REQUIRED WORK -
(A) From the passage on structuring discovered process models, list the complexity metrics chosen as proxies for understandability.
(B) Continue the passage on structuring discovered process models, picking up after its final sentence.

The negative effects of overgeneralization brought by IM are higher when the models used for generating the logs exhibit complex unstructured patterns, such as those introduced in the artificial data (cf. Table 2). For example, the precision of IM is 0.53 for sound models (with a high standard deviation), as opposed to 1 with HM. In these cases, SM consistently outperforms IM and ETM, while significantly improving over HM in terms of structuredness (0.3 vs. 1).

In these experiments we disabled the pull-up operator of our method in order to ensure weak bisimulation equivalence between the model discovered by HM and the structured one. As a result, we could not fully structure 15 models from real-life data, which explains a value of structuredness less than 1 for SM in Table 1. When we enable the pull-up operator, all the discovered models are fully structured, at the price of losing weak bisimilarity.

Time performance. Despite having exponential complexity in the worst case scenario, the time SM took to structure the models used in this evaluation was well within acceptable bounds, taking on average less than one second per model (avg = 894 ms, min = 2 ms, max = 109 s, 95 % percentile = 47.65 ms).

4.3 Threats to Validity

A potential threat to internal validity is the use of process model complexity metrics as proxies for assessing the understandability of the discovered process models, as opposed to direct human judgement. However, the three chosen complexity metrics (size, CFC and structuredness) have been empirically shown to be highly correlated with perceived understandability and error-proneness [6, 11]. Further, while the process models obtained with our method are affected by the individual accuracy (fitness, precision and generalization) of the baseline algorithm used (HM or FM), Structured Miner is independent of these algorithms, and our experiments show that the method significantly improves on structuredness while keeping the same levels of accuracy. In addition, the method can often fix issues related to model correctness.

DATA PROVIDED -
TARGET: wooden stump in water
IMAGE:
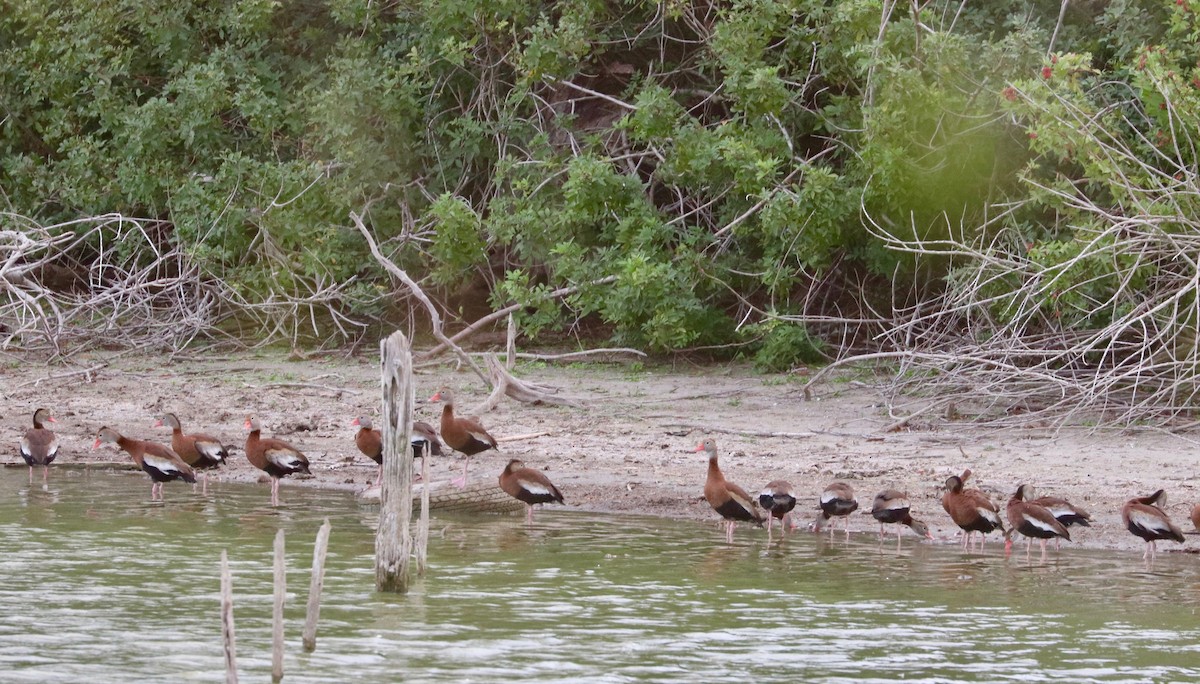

THE ANSWERS -
(A) Size, CFC, and structuredness.

(B)
The evaluation reported above is based on two real-life datasets. This poses a threat to external validity. It should be noted though that these two datasets collect models from a variety of domains, including finance, sales, accounting, logistics, communication and human resources, and that the resulting logs are representative of different characteristics (number of events and number of distinct traces). Moreover, the use of an additional dataset artificially generated allowed us to evaluate our method against a large variety of unstructured model topologies, including some complex ones not observed in the two real-life datasets.

5 Conclusion

We presented a two-phased method to extract a structured process model from an event log wherein a process model is first extracted without any structural restriction, and then transformed into a structured one if needed. The experimental results show that this two-phased method leads to higher F-score than existing methods that discover a structured process model by design. In addition, the proposed method is more modular, insofar as different discovery and block-structuring methods can be plugged into it.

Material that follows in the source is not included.